Short problem
Which lines of the material below contain the word "like"? Copy each of them in full.

The data
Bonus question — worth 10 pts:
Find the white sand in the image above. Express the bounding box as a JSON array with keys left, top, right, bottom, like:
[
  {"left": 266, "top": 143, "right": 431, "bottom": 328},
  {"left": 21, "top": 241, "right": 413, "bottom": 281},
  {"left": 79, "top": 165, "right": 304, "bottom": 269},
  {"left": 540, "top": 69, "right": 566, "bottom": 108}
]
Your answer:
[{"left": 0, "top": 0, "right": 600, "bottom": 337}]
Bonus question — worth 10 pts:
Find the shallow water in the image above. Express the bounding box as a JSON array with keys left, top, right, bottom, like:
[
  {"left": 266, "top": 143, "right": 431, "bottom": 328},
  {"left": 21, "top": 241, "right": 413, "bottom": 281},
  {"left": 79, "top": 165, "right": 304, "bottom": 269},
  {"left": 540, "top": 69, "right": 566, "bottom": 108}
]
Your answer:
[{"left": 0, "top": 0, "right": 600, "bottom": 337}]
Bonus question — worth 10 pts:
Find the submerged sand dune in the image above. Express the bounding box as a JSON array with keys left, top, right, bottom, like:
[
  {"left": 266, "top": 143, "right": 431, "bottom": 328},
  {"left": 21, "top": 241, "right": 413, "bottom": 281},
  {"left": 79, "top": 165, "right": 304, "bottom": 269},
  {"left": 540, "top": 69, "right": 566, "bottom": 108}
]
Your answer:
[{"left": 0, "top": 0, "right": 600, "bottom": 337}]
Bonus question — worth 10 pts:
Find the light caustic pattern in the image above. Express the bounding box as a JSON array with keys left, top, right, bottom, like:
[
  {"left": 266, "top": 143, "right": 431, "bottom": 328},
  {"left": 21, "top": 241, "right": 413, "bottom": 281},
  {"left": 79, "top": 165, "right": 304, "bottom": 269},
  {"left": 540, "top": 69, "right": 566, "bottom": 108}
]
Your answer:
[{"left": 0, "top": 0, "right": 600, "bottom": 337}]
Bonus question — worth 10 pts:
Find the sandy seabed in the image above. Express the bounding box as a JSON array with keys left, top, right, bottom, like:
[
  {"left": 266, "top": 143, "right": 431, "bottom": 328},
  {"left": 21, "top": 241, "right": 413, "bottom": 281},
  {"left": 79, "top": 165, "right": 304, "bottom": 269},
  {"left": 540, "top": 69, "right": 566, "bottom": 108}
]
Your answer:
...
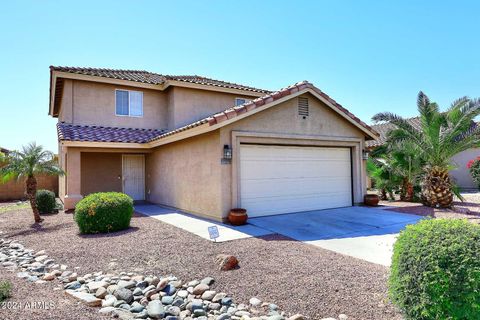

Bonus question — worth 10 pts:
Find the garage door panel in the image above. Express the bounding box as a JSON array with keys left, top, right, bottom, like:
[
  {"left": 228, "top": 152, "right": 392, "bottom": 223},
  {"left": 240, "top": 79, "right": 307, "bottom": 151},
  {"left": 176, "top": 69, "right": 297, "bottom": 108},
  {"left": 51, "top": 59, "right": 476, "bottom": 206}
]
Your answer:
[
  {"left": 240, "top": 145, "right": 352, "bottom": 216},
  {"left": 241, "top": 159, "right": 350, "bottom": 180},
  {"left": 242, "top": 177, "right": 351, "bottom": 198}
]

Full solution
Find the white sand in the image above. Express the bounding box as a JSON array with keys left, top, right, bottom, like:
Find the shallow water in the image above. Express the bounding box as a JSON array with keys left, top, right, bottom, like:
Find the submerged sand dune in the image above. Express the bounding box as a JSON array with keys left, top, right, bottom, like:
Find the light caustic pattern in the image above. Express the bounding box as a JSON array with keys left, top, right, bottom, like:
Find the sandy seabed in the image above. Express the bounding box as a JSON array with keys left, top, right, bottom, like:
Find the garage door panel in the image above. Express the bounding box as a JSON array with keys left, top, right, bottom, like:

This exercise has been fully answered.